** Selected excerpt **
==============================
Popular medical drama Grey's Anatomy is going to incorporate the coronavirus pandemic into its storyline for its imminent 17th season.
"We’re going to address this pandemic, for sure. There’s no way to be a long-running medical show and not do the medical story of our lifetime," said showrunner Krista Vernoff during a Television Academy panel on Tuesday.
Shonda Rhimes's show has been running for more than 360 episodes, and stars Ellen Pompeo as title character Dr Meredith Grey.
Vernoff said that writers and producers have been talking to real medical professionals in order to write the storylines.
"It's really painful to listen to these doctors. It's really painful to realise what they're going through on a daily basis," she said.
"Every year, we have doctors come and tell us their stories, and usually they’re telling their funniest or craziest stories. This year, it has felt more like therapy.
"The doctors come in and we’re the first people they’re talking to about these types of experiences they’re having. They are literally shaking and trying not to cry, they’re pale, and they’re talking about it as war – a war that they were not trained for."
==============================
** Assigned task 1 **
Can you give the Grey's Anatomy article again from "Shonda Rhimes's show" up to and including "more like therapy.", switching each "doctors" to "physicians"?
** Assigned task 2 **
Could you sum up the Grey's Anatomy article in two sentences?

Saved entries
==============================
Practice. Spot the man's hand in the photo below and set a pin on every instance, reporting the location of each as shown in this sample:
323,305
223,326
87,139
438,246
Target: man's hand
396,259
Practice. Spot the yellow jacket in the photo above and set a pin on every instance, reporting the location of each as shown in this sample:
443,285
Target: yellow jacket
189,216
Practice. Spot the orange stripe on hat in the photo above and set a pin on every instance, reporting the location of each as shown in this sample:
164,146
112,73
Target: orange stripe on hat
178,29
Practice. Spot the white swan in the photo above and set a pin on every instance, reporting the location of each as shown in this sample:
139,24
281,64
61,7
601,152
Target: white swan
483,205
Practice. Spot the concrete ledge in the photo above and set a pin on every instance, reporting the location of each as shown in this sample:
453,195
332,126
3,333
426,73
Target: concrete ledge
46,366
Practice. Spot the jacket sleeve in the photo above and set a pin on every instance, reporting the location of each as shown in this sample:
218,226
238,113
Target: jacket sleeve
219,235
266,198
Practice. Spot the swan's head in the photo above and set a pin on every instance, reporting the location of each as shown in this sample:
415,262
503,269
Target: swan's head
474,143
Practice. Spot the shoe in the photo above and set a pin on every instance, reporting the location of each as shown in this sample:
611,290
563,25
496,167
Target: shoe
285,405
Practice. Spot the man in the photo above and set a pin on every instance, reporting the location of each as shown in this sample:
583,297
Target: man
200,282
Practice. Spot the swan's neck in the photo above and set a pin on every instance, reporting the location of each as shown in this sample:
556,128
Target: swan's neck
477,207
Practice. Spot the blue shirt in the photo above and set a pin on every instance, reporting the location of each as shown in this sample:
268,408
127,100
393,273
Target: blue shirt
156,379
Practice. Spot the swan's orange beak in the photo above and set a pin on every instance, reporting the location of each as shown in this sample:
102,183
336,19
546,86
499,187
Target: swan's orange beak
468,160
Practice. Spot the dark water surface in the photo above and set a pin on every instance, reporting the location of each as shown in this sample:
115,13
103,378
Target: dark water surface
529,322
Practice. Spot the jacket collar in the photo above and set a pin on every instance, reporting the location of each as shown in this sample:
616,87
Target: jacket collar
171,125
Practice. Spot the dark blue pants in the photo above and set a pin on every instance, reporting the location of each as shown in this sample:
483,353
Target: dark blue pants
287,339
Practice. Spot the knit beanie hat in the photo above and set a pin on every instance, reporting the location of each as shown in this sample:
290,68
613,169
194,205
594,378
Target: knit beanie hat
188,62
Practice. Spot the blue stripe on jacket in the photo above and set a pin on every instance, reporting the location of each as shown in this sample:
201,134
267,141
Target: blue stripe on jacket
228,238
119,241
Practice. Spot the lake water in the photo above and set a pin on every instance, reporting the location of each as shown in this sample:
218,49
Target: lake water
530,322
==============================
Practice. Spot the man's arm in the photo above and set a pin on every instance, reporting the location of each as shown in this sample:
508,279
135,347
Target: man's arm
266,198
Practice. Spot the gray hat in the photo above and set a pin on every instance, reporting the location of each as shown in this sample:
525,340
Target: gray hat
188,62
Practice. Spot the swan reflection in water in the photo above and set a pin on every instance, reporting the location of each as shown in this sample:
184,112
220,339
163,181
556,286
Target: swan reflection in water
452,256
==============================
** Written reply 1 **
Shonda Rhimes's show has been running for more than 360 episodes, and stars Ellen Pompeo as title character Dr Meredith Grey.
Vernoff said that writers and producers have been talking to real medical professionals in order to write the storylines.
"It's really painful to listen to these physicians. It's really painful to realise what they're going through on a daily basis," she said.
"Every year, we have physicians come and tell us their stories, and usually they’re telling their funniest or craziest stories. This year, it has felt more like therapy.

** Written reply 2 **
Grey's Anatomy, the medical drama starring Ellen Pompeo, will address the coronavirus pandemic in its upcoming 17th season, showrunner Krista Vernoff said during a Television Academy panel. Vernoff said the writers have been talking to real doctors, who describe their experiences as a war they were not trained for, and that listening to them has been painful and has felt more like therapy.